» **Brief**: What do the lines from the top of the data through the line with "box: [12, 294, 272, 461]" say? Quote them exactly and include both ends.

The input START

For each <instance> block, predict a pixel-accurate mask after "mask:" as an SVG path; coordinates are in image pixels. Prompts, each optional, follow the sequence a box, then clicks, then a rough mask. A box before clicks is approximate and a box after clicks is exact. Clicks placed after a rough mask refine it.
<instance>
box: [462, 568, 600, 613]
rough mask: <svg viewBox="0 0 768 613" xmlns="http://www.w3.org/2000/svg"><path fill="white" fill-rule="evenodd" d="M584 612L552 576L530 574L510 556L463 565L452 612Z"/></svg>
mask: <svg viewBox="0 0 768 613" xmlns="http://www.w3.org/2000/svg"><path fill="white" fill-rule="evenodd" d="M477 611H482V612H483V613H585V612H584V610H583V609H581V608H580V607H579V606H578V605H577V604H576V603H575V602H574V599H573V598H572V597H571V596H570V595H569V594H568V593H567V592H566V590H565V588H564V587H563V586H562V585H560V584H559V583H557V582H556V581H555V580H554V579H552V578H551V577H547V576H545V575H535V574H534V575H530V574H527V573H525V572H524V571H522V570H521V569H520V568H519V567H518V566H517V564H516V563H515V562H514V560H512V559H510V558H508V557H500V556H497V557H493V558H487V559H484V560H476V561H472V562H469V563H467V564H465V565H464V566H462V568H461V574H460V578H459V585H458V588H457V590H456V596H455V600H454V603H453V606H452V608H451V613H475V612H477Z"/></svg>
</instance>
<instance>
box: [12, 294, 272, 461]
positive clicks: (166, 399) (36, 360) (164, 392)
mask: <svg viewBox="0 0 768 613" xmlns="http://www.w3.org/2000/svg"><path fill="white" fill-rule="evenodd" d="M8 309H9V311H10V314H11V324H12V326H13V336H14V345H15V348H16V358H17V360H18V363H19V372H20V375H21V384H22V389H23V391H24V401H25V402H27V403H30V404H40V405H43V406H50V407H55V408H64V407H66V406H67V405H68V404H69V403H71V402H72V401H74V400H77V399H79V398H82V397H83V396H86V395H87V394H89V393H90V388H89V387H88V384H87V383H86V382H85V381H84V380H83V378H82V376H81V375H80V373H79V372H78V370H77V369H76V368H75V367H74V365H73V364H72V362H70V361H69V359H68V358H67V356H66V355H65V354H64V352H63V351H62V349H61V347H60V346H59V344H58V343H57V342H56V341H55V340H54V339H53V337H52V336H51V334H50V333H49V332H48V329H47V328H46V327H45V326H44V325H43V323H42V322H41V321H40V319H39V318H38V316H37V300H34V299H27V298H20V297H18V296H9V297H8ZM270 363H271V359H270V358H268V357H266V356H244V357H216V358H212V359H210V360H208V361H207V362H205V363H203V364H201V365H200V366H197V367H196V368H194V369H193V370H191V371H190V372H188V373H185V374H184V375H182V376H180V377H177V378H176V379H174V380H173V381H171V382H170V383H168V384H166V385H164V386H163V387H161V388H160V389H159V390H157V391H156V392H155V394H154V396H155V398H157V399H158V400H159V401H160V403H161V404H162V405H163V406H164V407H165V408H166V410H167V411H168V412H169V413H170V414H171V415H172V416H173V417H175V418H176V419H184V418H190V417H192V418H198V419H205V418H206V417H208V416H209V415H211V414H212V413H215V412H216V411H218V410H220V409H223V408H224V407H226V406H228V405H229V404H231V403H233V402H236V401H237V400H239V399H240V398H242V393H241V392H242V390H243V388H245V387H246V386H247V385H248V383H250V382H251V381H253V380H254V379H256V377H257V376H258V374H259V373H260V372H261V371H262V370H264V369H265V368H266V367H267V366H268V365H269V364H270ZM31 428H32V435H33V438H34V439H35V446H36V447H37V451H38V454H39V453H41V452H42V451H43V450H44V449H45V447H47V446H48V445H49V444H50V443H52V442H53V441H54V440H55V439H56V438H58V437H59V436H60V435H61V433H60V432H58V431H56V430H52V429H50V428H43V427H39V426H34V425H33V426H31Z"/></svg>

The input END

» **Task solution**:
For each <instance> block, predict a pixel-accurate mask after "mask:" as an SVG path; coordinates are in image pixels. Prompts, each optional, follow the sequence a box, then clicks, then a rough mask. A box before clicks is approximate and a box after clicks is exact. Clicks placed after a rough mask refine it.
<instance>
box: [462, 568, 600, 613]
rough mask: <svg viewBox="0 0 768 613" xmlns="http://www.w3.org/2000/svg"><path fill="white" fill-rule="evenodd" d="M584 612L552 576L530 574L510 556L463 565L452 612Z"/></svg>
mask: <svg viewBox="0 0 768 613" xmlns="http://www.w3.org/2000/svg"><path fill="white" fill-rule="evenodd" d="M477 611H482V612H483V613H585V612H584V610H583V609H581V608H580V607H579V606H578V605H577V604H576V603H575V602H574V599H573V598H572V597H571V596H570V595H569V594H568V593H567V592H566V590H565V588H564V587H563V586H562V585H560V584H559V583H557V582H556V581H555V580H554V579H552V578H551V577H547V576H545V575H535V574H534V575H530V574H527V573H525V572H524V571H522V570H521V569H520V568H519V567H518V566H517V564H516V563H515V562H514V560H512V559H510V558H508V557H500V556H497V557H493V558H487V559H484V560H476V561H472V562H469V563H467V564H465V565H464V566H462V568H461V574H460V578H459V585H458V588H457V590H456V596H455V600H454V603H453V606H452V608H451V613H475V612H477Z"/></svg>
</instance>
<instance>
box: [12, 294, 272, 461]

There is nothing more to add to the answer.